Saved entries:
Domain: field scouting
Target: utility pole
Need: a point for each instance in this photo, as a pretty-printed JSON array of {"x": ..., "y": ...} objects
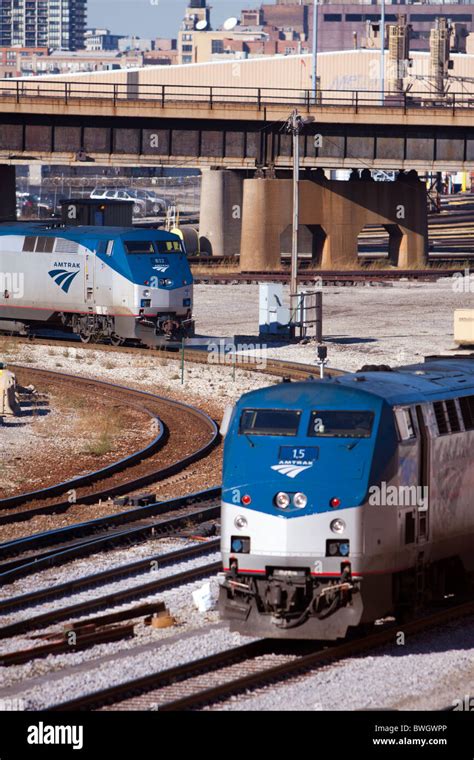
[
  {"x": 382, "y": 54},
  {"x": 315, "y": 48},
  {"x": 295, "y": 125}
]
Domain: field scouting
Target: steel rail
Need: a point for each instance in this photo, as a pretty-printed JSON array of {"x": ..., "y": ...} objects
[
  {"x": 265, "y": 675},
  {"x": 124, "y": 487},
  {"x": 115, "y": 573},
  {"x": 20, "y": 567},
  {"x": 45, "y": 619}
]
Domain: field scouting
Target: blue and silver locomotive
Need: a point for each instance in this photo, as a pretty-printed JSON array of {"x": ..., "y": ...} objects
[
  {"x": 348, "y": 500},
  {"x": 99, "y": 282}
]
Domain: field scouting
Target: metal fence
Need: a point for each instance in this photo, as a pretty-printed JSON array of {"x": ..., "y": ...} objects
[{"x": 120, "y": 93}]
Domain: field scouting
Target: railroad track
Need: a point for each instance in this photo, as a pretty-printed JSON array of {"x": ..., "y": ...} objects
[
  {"x": 92, "y": 604},
  {"x": 274, "y": 367},
  {"x": 308, "y": 276},
  {"x": 209, "y": 680},
  {"x": 30, "y": 554},
  {"x": 195, "y": 432}
]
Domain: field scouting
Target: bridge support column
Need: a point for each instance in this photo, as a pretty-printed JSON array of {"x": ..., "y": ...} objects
[
  {"x": 220, "y": 222},
  {"x": 7, "y": 193},
  {"x": 335, "y": 213}
]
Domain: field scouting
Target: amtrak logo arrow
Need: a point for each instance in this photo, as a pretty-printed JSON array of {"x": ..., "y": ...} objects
[
  {"x": 291, "y": 470},
  {"x": 63, "y": 278}
]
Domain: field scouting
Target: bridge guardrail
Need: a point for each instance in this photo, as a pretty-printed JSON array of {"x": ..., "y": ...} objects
[{"x": 212, "y": 95}]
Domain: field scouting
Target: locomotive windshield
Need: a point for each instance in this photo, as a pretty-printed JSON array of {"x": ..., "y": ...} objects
[
  {"x": 269, "y": 422},
  {"x": 152, "y": 247},
  {"x": 139, "y": 246},
  {"x": 340, "y": 424}
]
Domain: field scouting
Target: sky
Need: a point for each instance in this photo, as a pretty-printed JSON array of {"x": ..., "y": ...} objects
[{"x": 153, "y": 18}]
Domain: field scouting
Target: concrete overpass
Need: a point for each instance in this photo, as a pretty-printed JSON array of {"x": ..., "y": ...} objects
[{"x": 125, "y": 122}]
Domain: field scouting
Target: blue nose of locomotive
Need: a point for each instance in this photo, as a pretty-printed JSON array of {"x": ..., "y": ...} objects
[{"x": 298, "y": 450}]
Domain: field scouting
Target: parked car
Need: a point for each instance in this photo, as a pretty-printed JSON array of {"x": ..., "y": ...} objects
[
  {"x": 154, "y": 204},
  {"x": 104, "y": 194}
]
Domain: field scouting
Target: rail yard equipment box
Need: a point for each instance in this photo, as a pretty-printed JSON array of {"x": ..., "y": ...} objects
[{"x": 464, "y": 327}]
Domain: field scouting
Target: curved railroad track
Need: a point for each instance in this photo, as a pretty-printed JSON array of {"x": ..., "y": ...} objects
[
  {"x": 30, "y": 554},
  {"x": 209, "y": 680},
  {"x": 274, "y": 367},
  {"x": 24, "y": 625},
  {"x": 186, "y": 434}
]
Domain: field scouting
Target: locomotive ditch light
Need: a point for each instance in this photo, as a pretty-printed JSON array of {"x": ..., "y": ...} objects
[
  {"x": 300, "y": 500},
  {"x": 337, "y": 548},
  {"x": 338, "y": 526},
  {"x": 240, "y": 544},
  {"x": 282, "y": 500}
]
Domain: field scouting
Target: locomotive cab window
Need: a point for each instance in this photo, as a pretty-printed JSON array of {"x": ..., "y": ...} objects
[
  {"x": 139, "y": 246},
  {"x": 340, "y": 424},
  {"x": 169, "y": 246},
  {"x": 269, "y": 422},
  {"x": 29, "y": 244},
  {"x": 106, "y": 247}
]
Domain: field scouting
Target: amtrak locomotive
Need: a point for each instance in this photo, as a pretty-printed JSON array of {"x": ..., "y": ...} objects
[
  {"x": 347, "y": 500},
  {"x": 99, "y": 282}
]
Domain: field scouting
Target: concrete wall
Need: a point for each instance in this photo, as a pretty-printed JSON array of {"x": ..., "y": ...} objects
[{"x": 342, "y": 71}]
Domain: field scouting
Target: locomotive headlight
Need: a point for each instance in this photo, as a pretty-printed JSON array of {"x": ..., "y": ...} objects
[
  {"x": 300, "y": 500},
  {"x": 282, "y": 500},
  {"x": 338, "y": 526}
]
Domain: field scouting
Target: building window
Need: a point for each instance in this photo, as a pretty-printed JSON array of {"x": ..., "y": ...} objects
[{"x": 217, "y": 46}]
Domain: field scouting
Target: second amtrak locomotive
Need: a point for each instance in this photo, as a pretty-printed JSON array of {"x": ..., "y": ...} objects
[
  {"x": 348, "y": 500},
  {"x": 115, "y": 283}
]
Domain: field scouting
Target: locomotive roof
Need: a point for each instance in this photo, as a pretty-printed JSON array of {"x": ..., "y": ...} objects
[
  {"x": 79, "y": 232},
  {"x": 434, "y": 379}
]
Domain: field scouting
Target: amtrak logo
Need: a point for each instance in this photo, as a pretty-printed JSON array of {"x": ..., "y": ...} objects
[
  {"x": 291, "y": 470},
  {"x": 63, "y": 278}
]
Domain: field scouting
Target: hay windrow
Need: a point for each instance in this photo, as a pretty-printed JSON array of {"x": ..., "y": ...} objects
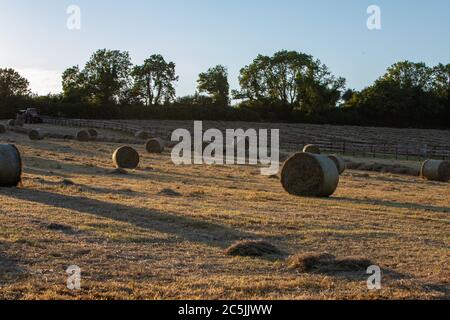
[
  {"x": 126, "y": 158},
  {"x": 253, "y": 248},
  {"x": 311, "y": 148},
  {"x": 154, "y": 146},
  {"x": 309, "y": 175}
]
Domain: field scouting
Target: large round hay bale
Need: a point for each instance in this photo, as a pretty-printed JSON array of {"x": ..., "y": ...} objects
[
  {"x": 93, "y": 133},
  {"x": 154, "y": 146},
  {"x": 35, "y": 134},
  {"x": 436, "y": 170},
  {"x": 126, "y": 158},
  {"x": 339, "y": 162},
  {"x": 10, "y": 165},
  {"x": 309, "y": 175},
  {"x": 311, "y": 148},
  {"x": 143, "y": 135},
  {"x": 83, "y": 136}
]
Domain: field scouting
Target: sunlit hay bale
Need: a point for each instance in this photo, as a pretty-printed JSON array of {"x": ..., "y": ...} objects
[
  {"x": 83, "y": 136},
  {"x": 35, "y": 134},
  {"x": 339, "y": 162},
  {"x": 10, "y": 165},
  {"x": 143, "y": 135},
  {"x": 93, "y": 133},
  {"x": 435, "y": 170},
  {"x": 154, "y": 146},
  {"x": 306, "y": 262},
  {"x": 309, "y": 175},
  {"x": 311, "y": 148},
  {"x": 126, "y": 158},
  {"x": 252, "y": 248}
]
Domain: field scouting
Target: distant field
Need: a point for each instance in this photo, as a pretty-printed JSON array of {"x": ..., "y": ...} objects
[{"x": 160, "y": 231}]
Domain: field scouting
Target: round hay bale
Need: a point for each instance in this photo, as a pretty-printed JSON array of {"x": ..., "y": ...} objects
[
  {"x": 126, "y": 158},
  {"x": 309, "y": 175},
  {"x": 311, "y": 148},
  {"x": 435, "y": 170},
  {"x": 83, "y": 136},
  {"x": 35, "y": 134},
  {"x": 93, "y": 133},
  {"x": 339, "y": 162},
  {"x": 154, "y": 146},
  {"x": 143, "y": 135},
  {"x": 10, "y": 165}
]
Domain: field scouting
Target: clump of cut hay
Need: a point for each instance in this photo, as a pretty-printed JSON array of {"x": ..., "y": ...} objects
[
  {"x": 93, "y": 133},
  {"x": 311, "y": 148},
  {"x": 83, "y": 136},
  {"x": 435, "y": 170},
  {"x": 154, "y": 146},
  {"x": 327, "y": 263},
  {"x": 339, "y": 162},
  {"x": 309, "y": 175},
  {"x": 143, "y": 135},
  {"x": 35, "y": 134},
  {"x": 10, "y": 166},
  {"x": 126, "y": 158},
  {"x": 252, "y": 248}
]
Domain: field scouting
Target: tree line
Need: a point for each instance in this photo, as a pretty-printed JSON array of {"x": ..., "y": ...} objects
[{"x": 288, "y": 86}]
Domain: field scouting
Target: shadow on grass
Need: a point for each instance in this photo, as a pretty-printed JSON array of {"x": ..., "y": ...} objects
[{"x": 187, "y": 228}]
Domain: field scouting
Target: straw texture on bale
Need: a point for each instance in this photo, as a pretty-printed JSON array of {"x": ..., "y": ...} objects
[
  {"x": 10, "y": 165},
  {"x": 339, "y": 162},
  {"x": 436, "y": 170},
  {"x": 126, "y": 158},
  {"x": 35, "y": 134},
  {"x": 311, "y": 148},
  {"x": 154, "y": 146},
  {"x": 93, "y": 133},
  {"x": 83, "y": 136},
  {"x": 143, "y": 135},
  {"x": 309, "y": 175}
]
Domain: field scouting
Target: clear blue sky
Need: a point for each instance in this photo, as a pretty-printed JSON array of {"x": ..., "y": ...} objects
[{"x": 198, "y": 34}]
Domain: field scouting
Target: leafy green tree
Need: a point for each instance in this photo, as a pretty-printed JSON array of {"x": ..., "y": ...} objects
[
  {"x": 215, "y": 83},
  {"x": 154, "y": 81},
  {"x": 104, "y": 79},
  {"x": 12, "y": 84}
]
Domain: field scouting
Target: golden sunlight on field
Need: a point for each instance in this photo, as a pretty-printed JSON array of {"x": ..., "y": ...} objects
[{"x": 162, "y": 231}]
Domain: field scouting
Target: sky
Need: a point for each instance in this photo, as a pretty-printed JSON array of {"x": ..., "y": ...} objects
[{"x": 199, "y": 34}]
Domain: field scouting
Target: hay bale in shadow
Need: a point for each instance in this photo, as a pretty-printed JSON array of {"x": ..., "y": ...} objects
[
  {"x": 253, "y": 248},
  {"x": 154, "y": 146},
  {"x": 435, "y": 170},
  {"x": 339, "y": 162},
  {"x": 83, "y": 136},
  {"x": 311, "y": 148},
  {"x": 309, "y": 175},
  {"x": 126, "y": 158}
]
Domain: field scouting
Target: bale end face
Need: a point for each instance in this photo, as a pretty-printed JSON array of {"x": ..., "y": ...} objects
[
  {"x": 311, "y": 148},
  {"x": 126, "y": 158},
  {"x": 309, "y": 175}
]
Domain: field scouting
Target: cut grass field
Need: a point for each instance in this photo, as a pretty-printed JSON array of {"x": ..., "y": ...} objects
[{"x": 161, "y": 231}]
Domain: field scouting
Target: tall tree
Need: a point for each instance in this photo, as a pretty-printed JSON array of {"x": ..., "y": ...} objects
[
  {"x": 215, "y": 83},
  {"x": 154, "y": 80},
  {"x": 12, "y": 84}
]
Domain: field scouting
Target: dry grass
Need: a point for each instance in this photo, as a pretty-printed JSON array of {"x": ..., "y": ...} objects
[{"x": 133, "y": 241}]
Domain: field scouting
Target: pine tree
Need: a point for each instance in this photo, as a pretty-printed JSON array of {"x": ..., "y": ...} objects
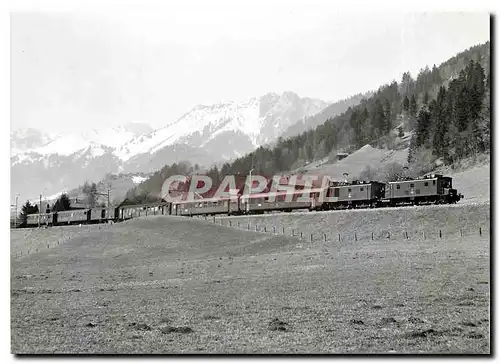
[
  {"x": 26, "y": 210},
  {"x": 387, "y": 117},
  {"x": 90, "y": 192},
  {"x": 406, "y": 104}
]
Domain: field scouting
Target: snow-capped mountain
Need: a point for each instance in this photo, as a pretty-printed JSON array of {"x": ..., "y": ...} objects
[{"x": 205, "y": 134}]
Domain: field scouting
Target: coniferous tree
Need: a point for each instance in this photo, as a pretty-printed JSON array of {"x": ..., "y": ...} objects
[{"x": 62, "y": 203}]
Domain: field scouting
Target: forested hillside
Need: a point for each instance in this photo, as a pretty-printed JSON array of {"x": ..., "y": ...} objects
[{"x": 447, "y": 109}]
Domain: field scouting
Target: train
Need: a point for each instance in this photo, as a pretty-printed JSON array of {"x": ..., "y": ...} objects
[{"x": 429, "y": 189}]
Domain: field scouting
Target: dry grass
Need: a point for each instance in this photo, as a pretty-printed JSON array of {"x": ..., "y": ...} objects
[{"x": 178, "y": 285}]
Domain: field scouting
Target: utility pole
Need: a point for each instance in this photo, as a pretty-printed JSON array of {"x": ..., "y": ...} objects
[
  {"x": 249, "y": 190},
  {"x": 15, "y": 217}
]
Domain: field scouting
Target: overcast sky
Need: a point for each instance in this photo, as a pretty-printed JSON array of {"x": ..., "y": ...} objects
[{"x": 78, "y": 71}]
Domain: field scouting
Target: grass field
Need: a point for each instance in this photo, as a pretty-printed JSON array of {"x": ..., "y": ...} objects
[{"x": 178, "y": 285}]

- **What is needed**
Say how many lines in the records contain the string "bridge", and say nothing else.

- **Result**
2